What you have to do:
Can you repeat every one of the rows below word for word, leaving the pictures out of your reply?
* Start *
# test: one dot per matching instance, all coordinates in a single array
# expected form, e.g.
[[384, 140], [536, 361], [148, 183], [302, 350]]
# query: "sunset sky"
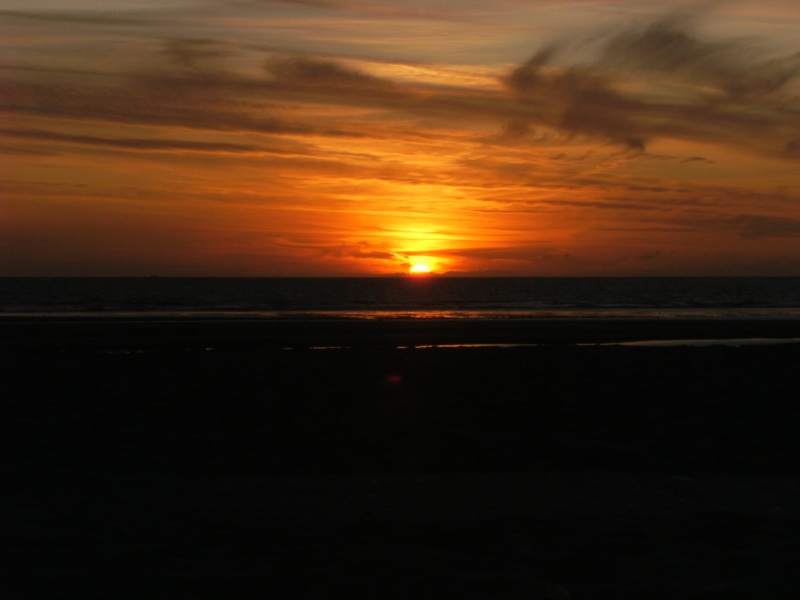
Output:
[[366, 137]]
* End *
Answer to this exercise:
# test: one dot per matching instance, all coordinates in a single array
# expected form, e.g.
[[384, 140], [536, 361], [148, 183], [302, 350]]
# query: "sunset sky"
Output:
[[366, 137]]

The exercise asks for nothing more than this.